EXERCISE: Wherever "shelf" appears in a line of the records below, count that line, and report only the number.

[Records from a data source]
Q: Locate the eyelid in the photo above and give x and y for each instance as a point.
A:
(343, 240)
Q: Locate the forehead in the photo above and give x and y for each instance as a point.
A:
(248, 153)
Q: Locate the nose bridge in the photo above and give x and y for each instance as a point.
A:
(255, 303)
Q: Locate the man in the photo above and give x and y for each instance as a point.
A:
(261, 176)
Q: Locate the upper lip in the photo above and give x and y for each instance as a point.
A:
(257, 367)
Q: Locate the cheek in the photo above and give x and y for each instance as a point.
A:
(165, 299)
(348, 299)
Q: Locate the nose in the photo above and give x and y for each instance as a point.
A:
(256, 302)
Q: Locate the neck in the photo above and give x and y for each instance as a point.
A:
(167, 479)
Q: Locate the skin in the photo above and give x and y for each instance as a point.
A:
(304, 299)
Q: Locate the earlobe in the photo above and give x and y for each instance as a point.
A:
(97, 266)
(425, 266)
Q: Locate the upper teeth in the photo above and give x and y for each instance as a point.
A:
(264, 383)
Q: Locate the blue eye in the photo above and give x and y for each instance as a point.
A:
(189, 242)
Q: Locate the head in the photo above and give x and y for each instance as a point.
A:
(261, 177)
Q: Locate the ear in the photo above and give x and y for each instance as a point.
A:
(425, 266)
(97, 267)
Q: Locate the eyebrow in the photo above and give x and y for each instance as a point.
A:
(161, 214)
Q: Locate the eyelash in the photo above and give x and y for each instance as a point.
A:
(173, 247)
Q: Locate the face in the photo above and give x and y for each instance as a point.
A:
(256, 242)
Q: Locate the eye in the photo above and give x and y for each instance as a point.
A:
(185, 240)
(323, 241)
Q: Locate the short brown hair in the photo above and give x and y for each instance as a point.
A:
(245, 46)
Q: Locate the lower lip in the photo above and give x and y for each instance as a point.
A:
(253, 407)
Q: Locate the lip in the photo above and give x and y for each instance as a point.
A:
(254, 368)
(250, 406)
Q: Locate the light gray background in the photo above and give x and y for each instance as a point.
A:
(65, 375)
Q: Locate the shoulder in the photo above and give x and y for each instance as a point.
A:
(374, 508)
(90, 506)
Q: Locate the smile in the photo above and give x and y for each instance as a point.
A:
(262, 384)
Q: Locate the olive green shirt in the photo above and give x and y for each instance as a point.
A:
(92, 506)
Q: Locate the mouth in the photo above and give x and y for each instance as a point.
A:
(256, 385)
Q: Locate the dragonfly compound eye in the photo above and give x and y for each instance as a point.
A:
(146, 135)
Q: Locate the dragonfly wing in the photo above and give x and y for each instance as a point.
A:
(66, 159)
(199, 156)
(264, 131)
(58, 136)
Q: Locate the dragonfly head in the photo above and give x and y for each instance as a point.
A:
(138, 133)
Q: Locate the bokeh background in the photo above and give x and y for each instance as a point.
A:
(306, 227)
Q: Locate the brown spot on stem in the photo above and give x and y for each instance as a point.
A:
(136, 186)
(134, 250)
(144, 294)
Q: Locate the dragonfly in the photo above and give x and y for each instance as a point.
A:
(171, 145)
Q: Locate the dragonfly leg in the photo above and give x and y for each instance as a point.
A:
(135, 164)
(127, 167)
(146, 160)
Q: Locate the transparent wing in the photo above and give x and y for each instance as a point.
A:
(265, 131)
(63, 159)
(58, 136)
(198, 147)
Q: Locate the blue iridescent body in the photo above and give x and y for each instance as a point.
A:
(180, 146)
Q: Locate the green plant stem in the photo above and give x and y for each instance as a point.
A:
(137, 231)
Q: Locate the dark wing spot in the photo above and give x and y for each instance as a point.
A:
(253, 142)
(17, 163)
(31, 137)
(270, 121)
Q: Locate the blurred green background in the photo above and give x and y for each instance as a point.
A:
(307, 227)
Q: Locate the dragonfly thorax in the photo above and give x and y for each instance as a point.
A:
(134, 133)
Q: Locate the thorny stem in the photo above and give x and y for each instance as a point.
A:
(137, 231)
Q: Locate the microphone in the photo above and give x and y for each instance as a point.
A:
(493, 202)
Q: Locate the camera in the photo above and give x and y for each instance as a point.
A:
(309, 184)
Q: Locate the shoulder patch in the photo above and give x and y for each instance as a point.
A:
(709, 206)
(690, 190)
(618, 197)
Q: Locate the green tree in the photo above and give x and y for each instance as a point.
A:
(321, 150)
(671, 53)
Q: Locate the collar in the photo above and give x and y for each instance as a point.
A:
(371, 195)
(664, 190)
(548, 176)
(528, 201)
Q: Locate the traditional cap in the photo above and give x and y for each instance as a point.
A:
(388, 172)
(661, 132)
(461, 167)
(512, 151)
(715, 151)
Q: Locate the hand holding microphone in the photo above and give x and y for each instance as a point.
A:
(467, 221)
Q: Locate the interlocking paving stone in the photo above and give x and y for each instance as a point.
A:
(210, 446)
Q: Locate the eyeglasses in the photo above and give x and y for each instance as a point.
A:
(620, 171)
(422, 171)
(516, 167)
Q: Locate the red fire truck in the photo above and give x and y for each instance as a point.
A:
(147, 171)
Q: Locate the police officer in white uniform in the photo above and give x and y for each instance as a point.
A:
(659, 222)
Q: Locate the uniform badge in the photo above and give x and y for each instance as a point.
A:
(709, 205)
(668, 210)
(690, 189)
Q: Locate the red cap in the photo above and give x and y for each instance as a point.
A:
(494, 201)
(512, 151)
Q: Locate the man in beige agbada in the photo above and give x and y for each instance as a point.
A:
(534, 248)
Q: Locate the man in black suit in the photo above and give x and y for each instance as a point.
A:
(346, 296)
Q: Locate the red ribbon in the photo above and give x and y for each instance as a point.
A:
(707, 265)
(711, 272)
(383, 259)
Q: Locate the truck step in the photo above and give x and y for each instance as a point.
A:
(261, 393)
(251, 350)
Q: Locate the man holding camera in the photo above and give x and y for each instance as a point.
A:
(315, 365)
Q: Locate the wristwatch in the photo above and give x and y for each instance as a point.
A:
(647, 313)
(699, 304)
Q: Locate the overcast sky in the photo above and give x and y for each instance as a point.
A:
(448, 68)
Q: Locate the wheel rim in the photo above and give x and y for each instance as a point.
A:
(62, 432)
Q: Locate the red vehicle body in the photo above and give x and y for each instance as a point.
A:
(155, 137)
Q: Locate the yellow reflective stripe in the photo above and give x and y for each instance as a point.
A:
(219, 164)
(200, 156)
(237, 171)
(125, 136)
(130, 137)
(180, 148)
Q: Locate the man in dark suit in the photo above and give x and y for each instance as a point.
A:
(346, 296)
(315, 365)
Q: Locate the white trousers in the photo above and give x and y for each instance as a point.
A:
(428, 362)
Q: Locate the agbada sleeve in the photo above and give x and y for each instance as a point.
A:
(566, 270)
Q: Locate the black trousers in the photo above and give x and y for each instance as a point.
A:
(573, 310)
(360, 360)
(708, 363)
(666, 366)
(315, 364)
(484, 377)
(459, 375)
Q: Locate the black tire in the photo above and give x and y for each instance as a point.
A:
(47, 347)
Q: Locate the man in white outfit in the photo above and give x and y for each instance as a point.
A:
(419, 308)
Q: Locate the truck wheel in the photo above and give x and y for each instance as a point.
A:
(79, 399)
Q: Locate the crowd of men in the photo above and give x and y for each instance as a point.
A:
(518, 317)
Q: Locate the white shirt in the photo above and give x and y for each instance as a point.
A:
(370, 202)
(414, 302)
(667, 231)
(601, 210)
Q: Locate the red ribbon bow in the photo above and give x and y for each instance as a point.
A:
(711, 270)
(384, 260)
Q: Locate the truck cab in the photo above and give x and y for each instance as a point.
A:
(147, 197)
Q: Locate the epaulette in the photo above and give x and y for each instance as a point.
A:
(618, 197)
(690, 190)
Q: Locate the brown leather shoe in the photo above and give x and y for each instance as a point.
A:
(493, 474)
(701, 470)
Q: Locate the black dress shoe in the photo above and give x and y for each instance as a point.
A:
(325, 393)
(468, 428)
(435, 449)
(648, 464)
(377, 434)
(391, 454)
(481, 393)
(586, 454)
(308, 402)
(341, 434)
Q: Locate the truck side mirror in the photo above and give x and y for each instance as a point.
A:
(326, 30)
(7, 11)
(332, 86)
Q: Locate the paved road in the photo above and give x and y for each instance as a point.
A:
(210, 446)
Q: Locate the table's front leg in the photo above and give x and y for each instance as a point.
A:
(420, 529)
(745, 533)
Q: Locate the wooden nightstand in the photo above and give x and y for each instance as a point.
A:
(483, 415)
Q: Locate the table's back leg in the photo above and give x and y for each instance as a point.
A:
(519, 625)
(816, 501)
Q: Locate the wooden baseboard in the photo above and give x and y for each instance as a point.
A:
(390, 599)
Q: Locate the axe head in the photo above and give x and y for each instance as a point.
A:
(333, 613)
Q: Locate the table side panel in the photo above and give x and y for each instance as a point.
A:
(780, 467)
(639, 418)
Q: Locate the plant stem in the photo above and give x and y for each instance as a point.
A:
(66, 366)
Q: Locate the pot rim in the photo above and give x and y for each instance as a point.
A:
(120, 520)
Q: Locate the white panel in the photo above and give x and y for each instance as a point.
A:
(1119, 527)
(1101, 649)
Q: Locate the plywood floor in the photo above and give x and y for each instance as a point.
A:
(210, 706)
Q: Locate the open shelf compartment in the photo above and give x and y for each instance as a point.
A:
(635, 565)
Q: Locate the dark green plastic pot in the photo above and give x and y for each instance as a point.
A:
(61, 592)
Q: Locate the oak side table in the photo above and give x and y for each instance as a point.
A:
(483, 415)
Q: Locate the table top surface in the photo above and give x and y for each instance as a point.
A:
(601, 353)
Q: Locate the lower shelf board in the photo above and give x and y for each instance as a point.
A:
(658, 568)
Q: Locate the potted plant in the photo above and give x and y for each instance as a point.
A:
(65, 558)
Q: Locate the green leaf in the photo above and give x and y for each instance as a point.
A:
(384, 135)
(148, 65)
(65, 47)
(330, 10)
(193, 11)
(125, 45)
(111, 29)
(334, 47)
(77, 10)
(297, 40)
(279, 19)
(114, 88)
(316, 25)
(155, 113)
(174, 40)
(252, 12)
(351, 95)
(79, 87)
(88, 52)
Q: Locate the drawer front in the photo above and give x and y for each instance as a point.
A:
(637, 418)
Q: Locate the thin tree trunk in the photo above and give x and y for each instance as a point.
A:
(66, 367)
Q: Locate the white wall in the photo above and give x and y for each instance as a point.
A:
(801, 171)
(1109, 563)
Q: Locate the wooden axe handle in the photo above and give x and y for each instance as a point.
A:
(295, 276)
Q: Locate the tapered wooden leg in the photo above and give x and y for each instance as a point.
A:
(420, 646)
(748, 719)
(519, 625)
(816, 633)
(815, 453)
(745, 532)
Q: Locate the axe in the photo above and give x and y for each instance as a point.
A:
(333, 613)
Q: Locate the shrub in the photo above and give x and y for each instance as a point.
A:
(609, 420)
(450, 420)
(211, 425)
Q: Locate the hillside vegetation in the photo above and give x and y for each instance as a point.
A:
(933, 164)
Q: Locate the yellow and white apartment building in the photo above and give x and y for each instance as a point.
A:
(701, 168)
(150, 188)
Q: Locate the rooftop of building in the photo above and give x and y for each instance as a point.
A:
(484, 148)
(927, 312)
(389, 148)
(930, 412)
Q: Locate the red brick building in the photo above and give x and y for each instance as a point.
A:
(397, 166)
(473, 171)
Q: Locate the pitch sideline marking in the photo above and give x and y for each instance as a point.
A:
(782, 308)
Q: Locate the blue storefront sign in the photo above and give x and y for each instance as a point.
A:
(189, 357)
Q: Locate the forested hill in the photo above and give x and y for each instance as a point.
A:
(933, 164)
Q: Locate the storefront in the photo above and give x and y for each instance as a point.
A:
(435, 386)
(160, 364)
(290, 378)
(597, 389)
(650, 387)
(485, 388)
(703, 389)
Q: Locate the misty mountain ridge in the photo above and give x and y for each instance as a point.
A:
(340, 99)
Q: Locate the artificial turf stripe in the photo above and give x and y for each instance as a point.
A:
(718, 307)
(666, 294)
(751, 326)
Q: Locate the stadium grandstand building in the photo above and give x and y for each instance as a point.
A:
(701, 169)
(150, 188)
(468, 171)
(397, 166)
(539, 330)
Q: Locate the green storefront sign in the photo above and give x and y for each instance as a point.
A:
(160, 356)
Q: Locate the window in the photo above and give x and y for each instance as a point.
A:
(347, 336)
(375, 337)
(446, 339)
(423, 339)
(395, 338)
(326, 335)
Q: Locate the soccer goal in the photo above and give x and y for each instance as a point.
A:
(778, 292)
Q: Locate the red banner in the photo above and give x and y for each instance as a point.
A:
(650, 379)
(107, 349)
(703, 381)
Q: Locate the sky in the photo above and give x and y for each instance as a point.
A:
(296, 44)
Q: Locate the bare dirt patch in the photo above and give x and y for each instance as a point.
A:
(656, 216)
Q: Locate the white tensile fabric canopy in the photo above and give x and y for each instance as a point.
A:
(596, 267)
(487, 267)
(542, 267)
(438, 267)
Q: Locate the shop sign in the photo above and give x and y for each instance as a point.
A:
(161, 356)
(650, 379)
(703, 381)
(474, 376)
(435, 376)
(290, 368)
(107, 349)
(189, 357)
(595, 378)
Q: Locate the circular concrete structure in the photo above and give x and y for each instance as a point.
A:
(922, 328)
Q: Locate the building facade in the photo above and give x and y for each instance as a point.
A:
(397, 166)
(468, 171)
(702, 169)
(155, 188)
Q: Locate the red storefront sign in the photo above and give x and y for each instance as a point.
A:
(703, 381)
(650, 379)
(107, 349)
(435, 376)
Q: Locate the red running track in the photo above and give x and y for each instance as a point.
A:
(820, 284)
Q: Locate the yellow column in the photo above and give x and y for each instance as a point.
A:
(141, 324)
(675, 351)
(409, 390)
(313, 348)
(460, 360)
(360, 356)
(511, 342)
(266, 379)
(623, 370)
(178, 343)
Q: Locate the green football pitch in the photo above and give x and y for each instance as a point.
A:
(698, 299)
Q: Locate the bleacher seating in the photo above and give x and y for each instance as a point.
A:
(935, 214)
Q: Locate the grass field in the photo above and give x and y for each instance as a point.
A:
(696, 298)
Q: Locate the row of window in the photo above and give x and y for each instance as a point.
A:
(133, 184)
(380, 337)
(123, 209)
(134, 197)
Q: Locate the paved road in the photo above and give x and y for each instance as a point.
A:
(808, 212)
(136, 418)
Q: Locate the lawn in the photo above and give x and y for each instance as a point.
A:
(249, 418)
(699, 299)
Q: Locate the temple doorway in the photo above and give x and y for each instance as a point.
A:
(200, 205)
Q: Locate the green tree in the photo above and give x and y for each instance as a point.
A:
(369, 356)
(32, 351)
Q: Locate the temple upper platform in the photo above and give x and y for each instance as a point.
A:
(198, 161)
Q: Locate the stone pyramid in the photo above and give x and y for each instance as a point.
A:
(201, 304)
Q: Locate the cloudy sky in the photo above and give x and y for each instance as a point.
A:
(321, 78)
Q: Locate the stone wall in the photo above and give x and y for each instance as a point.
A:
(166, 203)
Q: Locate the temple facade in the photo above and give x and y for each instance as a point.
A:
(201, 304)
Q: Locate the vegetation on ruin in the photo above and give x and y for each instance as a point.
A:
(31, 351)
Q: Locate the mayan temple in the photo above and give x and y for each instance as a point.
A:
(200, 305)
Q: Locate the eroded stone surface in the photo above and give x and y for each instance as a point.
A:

YOUR SOLUTION: 2